(9) A person attending before the Court for examination pursuant
to an order made under sub-section (3), if directed by the
Court
to produce any books in his possession or under his control
relevant to the matters on which he is to be, or is being,
examined, shall not refuse or fail to comply with the direction."
4. Here, the liquidator contends that he does not know which
partner or
employee of the applicant in which city has the documents which are sought or
the information to be given at the proposed
examinations except that Mr. Lutz
has some information and perhaps some documents. Nevertheless the provisions
of s.541 are clear.
The order that a person attend for examination may only
be made where the requirements of s.541(2) exist, in this case where it
appears to the liquidator that a person may be capable of giving relevant
information. That person may be directed to produce documents:
ss.(9). There
is no basis for an order under the section directing a person merely to
produce documents.

################

# Written exercise
Carry on the judgment about the liquidator's examination under s.541, picking up after its final sentence.

################

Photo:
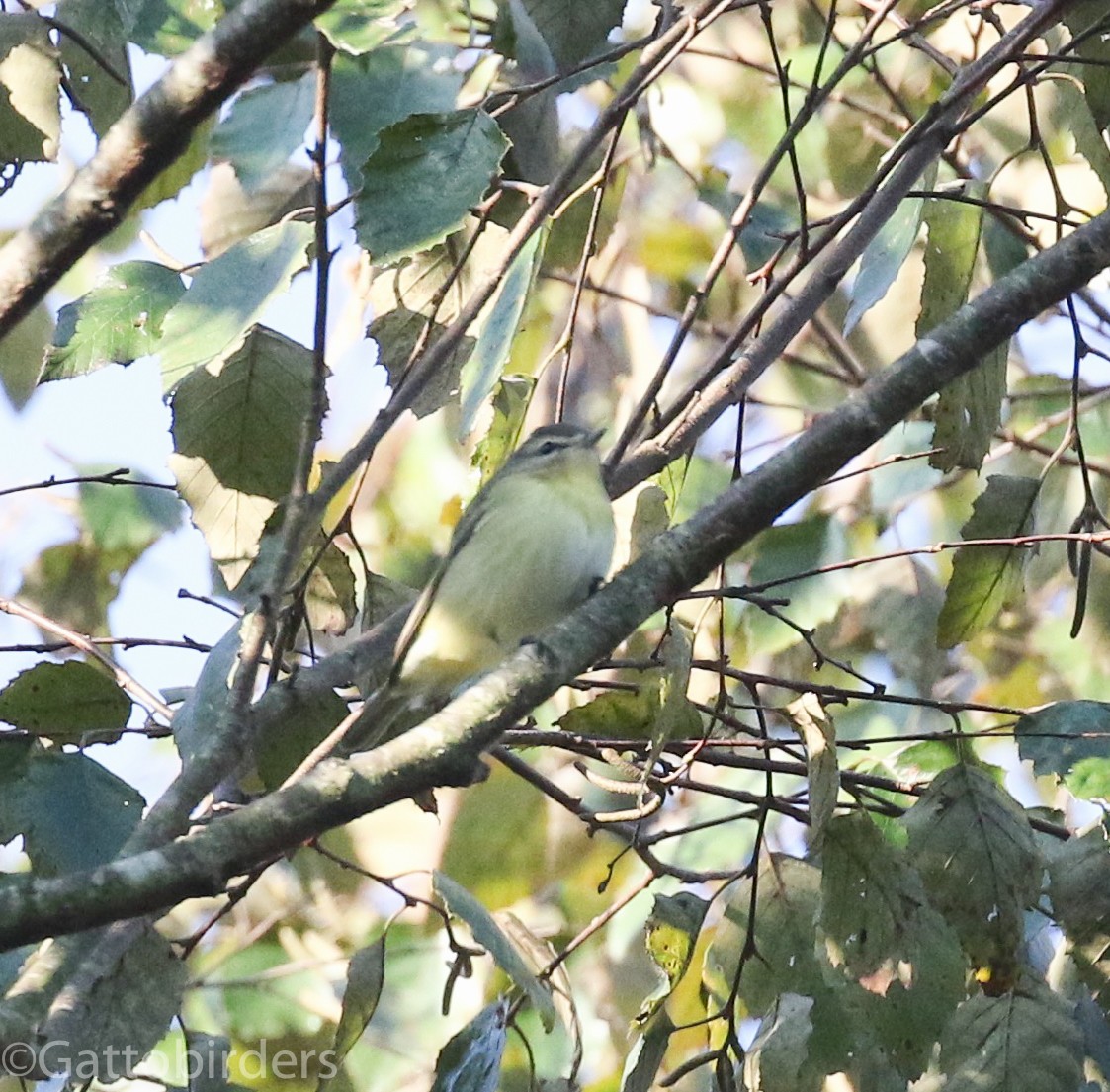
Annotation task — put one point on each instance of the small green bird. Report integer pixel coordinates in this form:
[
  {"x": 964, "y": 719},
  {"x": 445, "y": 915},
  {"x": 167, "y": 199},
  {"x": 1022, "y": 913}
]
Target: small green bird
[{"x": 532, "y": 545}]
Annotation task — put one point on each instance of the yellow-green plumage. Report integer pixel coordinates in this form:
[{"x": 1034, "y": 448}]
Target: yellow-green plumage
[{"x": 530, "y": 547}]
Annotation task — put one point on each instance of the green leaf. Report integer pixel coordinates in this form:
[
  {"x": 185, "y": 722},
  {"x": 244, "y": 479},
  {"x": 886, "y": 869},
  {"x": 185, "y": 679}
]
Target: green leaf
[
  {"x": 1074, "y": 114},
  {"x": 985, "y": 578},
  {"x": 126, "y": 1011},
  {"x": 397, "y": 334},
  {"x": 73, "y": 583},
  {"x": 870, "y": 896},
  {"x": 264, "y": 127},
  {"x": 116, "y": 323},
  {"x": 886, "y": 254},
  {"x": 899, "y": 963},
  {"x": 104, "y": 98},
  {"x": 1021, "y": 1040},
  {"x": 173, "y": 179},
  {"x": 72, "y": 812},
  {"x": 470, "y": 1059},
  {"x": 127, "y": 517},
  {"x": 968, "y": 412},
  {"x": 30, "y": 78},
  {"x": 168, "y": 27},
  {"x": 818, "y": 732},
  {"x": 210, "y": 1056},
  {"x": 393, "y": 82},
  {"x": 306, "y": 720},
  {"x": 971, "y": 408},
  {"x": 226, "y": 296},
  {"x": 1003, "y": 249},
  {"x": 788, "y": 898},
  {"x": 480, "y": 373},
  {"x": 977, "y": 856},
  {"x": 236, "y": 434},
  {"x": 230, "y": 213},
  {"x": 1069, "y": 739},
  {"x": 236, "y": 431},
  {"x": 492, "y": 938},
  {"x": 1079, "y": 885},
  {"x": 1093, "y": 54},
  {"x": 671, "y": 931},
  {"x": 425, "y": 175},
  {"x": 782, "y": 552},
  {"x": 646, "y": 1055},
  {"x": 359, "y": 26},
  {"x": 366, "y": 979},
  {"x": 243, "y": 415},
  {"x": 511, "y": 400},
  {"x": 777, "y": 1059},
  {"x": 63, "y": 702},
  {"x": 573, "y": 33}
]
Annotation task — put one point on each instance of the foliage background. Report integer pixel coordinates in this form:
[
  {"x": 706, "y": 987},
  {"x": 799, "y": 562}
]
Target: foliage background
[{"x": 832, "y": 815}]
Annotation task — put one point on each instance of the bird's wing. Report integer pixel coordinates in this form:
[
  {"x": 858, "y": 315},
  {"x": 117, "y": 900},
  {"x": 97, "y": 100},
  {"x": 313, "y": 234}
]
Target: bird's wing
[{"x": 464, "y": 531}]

################

# Task answer
5. I do not think there
can be any doubt that only natural persons can be the
subject of orders and directions under s.541. Stephen J took that view in
Smorgon
v. Australia and New Zealand Banking Group Ltd. and Ors. [1976] HCA 53; (1976) 134
CLR 475 in relation to the powers of the Commissioner of Taxation pursuant to
s.264(1) of the Income Tax Assessment Act 1936 (Cth.) to compel a person to
furnish him with information, a provision not dissimilar in operation from
s.541: see pp 481-483. In
Re Rothwells Ltd. (No.2) (1989) 7 ACLC 576
Nicholson J, in the context of s.541, rejected the notion that the "proper
officer" of a company could be the subject of an order
under the section, and
applied the decision and reasoning of Stephen J in Smorgon (supra): see p 593,
as did McLelland J in Re BPTC
Ltd. (In Liq.) (No.2) (1992) 10 ACLC 1,431 at p
1435. McLelland J did acknowledge that where an order may be, and is, made
against a corporation requiring it to produce
documents, it is "permissible
and common practice to require the corporation 'by its proper officer' to
produce the documents ...":
p.1,435. However, s.541 does not empower the
court to make an order against a corporation. A contrary view was taken by
Cohen J
in M and H Plumbing v. DHD Constructions (1989) 7 ACLC 1266. There,
orders were made pursuant to s.541 apparently directed to the Proper Officer
of various corporations. Cohen J accepted that
there is an established
practice of directing a sub-poena duces tecum to the Proper Officer of a
company and referred to Southern
Pacific Hotel Services Inc. v. Southern
Pacific Hotel Corporation Ltd. (1984) 1 NSWLR 710 per Clarke J and Penn-Texas
Corporation v. Murat Asphalt (1964) 2 QB 643 per Denning LJ at p 663 and
Rochfort v. Trades Practices Commission [1982] HCA 66; (1982) 153 CLR 134. He went on to
say, at p 1,270:- "It seems to me to make any sense of the section, it is
necessary that the Proper Officer produce
the documents and therefore that he
is the person who should be required to be examined for that purpose."
6. I agree with McLelland
J in Re BPTC Ltd. (In Liq.) (No.2) supra, at pp
1435-1436, that the view of Cohen J is not correct. S.541 provides for the
examination
of a natural person who, in the present context, it appears to the
liquidator of the defendant, may be capable of giving relevant
information.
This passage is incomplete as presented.